■ Requirement:
Below are some records; give them all again exactly, but not the pictures.

[Records from a data collection]
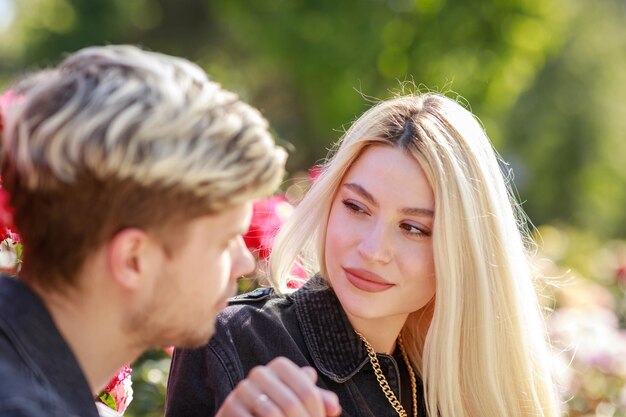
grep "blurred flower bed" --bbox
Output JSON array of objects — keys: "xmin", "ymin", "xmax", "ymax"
[{"xmin": 538, "ymin": 225, "xmax": 626, "ymax": 417}]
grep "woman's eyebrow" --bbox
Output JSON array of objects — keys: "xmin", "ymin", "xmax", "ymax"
[
  {"xmin": 401, "ymin": 207, "xmax": 434, "ymax": 217},
  {"xmin": 343, "ymin": 183, "xmax": 377, "ymax": 206}
]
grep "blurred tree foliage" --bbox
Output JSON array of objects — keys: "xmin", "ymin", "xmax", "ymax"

■ Exercise solution:
grep "blurred flower bed" --bbox
Output JSON array of objects — keys: "xmin", "ymin", "xmax", "ymax"
[{"xmin": 538, "ymin": 225, "xmax": 626, "ymax": 417}]
grep "woman's eyebrow" --bbox
Output JSON array of objects — keys: "xmin", "ymin", "xmax", "ymax"
[
  {"xmin": 401, "ymin": 207, "xmax": 434, "ymax": 217},
  {"xmin": 343, "ymin": 183, "xmax": 377, "ymax": 206}
]
grep "blurred tree foliage" --bbox
Output JSON array of objects — keys: "xmin", "ymin", "xmax", "ymax"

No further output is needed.